-- START OF Provided records --

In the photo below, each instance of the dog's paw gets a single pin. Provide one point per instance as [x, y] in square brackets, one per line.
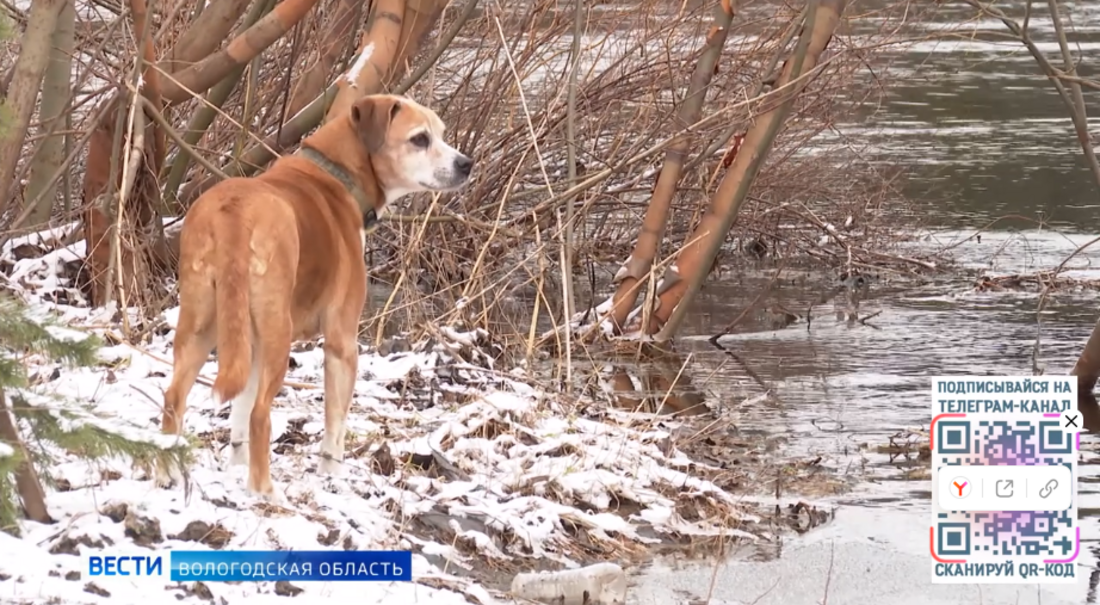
[329, 466]
[239, 455]
[167, 479]
[263, 491]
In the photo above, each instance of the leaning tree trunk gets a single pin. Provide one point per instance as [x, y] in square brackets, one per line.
[638, 265]
[696, 257]
[23, 90]
[198, 78]
[375, 59]
[112, 255]
[338, 30]
[26, 481]
[56, 94]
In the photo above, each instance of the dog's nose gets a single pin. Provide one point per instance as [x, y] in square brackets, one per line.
[463, 164]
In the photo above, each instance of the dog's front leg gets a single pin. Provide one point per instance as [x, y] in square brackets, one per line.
[341, 366]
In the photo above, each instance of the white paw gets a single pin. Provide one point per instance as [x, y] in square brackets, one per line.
[167, 477]
[329, 466]
[239, 455]
[270, 496]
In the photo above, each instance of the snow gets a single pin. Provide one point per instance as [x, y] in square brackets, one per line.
[514, 468]
[352, 76]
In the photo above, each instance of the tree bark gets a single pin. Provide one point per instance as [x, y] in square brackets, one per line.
[56, 95]
[26, 79]
[638, 265]
[142, 218]
[339, 28]
[375, 59]
[207, 32]
[696, 257]
[26, 480]
[199, 77]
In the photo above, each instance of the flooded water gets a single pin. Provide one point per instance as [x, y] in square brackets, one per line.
[985, 136]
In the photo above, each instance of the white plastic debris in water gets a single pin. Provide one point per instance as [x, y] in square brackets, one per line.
[598, 584]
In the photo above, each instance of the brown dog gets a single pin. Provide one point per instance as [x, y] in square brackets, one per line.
[278, 257]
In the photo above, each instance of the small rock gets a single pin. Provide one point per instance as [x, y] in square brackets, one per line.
[598, 584]
[143, 530]
[89, 587]
[116, 510]
[215, 537]
[383, 461]
[330, 538]
[285, 589]
[202, 591]
[67, 545]
[110, 475]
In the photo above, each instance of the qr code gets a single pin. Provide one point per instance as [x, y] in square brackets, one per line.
[974, 442]
[1002, 442]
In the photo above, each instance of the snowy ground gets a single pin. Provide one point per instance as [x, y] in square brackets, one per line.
[468, 465]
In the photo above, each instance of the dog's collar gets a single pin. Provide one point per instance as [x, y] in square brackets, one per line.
[370, 215]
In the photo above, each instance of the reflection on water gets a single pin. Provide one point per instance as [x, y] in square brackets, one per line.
[983, 131]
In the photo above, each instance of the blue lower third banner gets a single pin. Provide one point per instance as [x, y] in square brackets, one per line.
[255, 565]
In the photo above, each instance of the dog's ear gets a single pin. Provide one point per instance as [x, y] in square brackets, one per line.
[372, 116]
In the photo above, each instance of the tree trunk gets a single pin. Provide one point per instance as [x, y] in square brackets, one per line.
[339, 28]
[26, 481]
[201, 120]
[207, 32]
[198, 78]
[142, 246]
[56, 94]
[696, 257]
[375, 59]
[638, 265]
[26, 79]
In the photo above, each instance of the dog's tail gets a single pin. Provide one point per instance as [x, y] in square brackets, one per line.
[234, 322]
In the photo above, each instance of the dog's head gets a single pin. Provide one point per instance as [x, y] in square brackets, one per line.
[405, 141]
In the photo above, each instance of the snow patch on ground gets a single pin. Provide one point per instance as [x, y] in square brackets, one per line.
[448, 455]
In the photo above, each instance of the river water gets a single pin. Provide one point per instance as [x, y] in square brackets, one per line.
[983, 136]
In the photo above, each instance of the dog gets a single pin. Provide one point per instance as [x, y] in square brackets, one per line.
[278, 257]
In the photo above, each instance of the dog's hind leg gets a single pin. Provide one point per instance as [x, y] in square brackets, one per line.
[195, 339]
[274, 353]
[341, 367]
[240, 415]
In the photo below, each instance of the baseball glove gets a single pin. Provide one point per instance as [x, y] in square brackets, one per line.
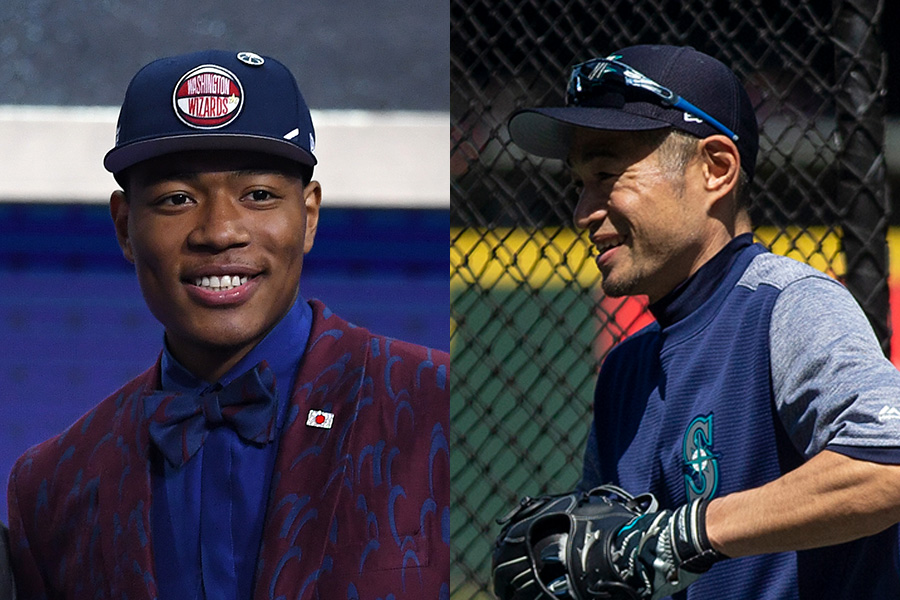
[562, 546]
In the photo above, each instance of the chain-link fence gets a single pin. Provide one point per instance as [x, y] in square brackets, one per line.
[530, 325]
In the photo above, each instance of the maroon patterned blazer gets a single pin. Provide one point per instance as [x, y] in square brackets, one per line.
[358, 511]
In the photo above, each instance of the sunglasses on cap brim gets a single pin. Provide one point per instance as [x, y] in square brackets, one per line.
[595, 77]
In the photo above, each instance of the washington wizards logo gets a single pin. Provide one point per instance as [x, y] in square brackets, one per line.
[208, 97]
[700, 462]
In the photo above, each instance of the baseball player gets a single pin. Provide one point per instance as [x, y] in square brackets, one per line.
[274, 450]
[758, 410]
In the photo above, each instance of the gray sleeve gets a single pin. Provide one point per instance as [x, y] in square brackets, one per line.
[832, 384]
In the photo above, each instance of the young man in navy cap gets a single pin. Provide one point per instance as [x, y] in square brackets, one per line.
[274, 450]
[759, 408]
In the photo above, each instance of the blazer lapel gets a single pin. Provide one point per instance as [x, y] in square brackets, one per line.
[124, 496]
[312, 462]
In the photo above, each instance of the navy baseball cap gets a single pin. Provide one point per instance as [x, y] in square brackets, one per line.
[212, 100]
[642, 88]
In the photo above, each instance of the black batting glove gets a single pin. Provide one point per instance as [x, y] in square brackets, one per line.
[661, 553]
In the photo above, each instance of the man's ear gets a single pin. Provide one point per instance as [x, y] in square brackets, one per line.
[721, 165]
[312, 198]
[118, 208]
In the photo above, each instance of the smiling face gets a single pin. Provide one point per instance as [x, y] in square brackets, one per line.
[217, 240]
[647, 220]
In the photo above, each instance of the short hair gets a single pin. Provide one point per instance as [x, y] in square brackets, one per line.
[678, 148]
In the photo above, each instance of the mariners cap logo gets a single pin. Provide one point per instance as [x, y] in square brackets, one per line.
[208, 97]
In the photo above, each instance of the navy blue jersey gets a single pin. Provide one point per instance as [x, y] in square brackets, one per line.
[687, 409]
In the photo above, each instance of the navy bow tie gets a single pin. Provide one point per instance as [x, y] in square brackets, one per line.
[179, 422]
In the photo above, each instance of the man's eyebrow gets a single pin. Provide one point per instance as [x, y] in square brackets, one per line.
[177, 175]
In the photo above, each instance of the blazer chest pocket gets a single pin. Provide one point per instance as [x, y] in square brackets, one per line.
[379, 554]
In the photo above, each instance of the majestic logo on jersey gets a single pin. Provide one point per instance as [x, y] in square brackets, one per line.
[700, 462]
[208, 97]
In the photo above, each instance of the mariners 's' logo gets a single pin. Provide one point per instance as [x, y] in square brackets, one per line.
[701, 462]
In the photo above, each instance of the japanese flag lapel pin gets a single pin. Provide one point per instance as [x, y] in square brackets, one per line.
[320, 418]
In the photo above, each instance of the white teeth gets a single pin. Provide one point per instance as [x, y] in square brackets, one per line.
[226, 282]
[601, 248]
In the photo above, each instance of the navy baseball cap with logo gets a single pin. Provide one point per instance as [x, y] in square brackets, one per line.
[642, 88]
[212, 100]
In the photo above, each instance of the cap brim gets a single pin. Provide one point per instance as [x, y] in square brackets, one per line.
[548, 132]
[118, 159]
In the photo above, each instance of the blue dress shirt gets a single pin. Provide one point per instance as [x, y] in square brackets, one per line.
[207, 516]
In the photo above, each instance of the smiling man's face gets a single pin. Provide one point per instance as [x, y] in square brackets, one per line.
[218, 241]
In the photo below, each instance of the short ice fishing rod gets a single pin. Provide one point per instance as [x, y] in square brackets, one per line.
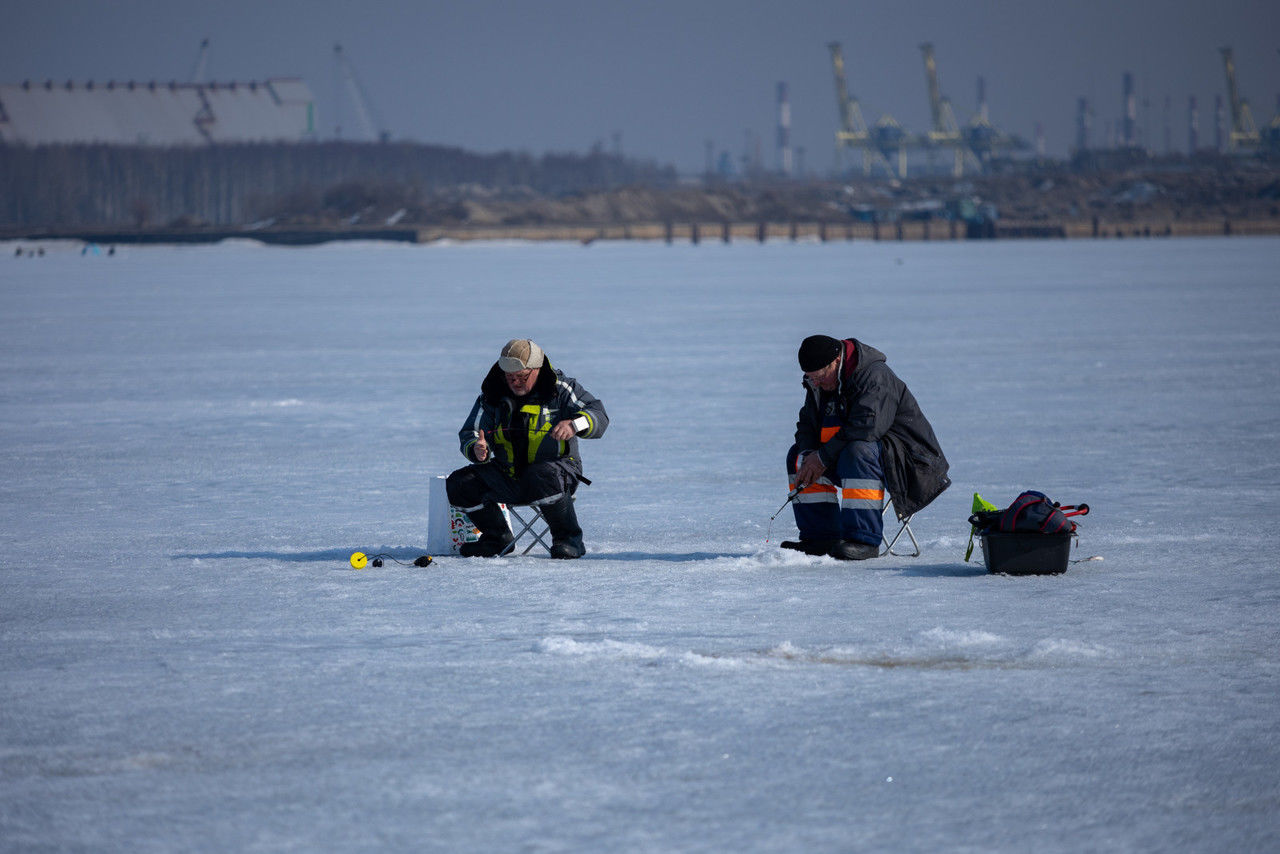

-- END OF Provided records --

* Required work *
Extract only the lines from the line containing "baseball cap with" through the final line of the listing above, unchanged; pictures stay out of the copy.

* Answer to the exercise *
In the photo above, each instance of the navy baseball cap with logo gets a single pin. Provide one point per instance as [x, y] in square brackets, one per line.
[642, 88]
[212, 100]
In the photo above, each instance of the cap brim gets a single pin. Provide one point per instance as [x, y] in square brackets, one per line.
[548, 132]
[118, 159]
In the photo above, each instance of the blue dress shirt gets a single pin. Provide one point per instance as [x, y] in square brackets, one per line.
[207, 516]
In the photo above, each instance of the smiling man's face gets a single pin. Provide one point per instance as [x, y] in square brackets, one per line.
[218, 241]
In the photo below, each instance of the short ice fishing rod gets a single pin. Provide one point per instance as [x, y] in square brackets, one per line.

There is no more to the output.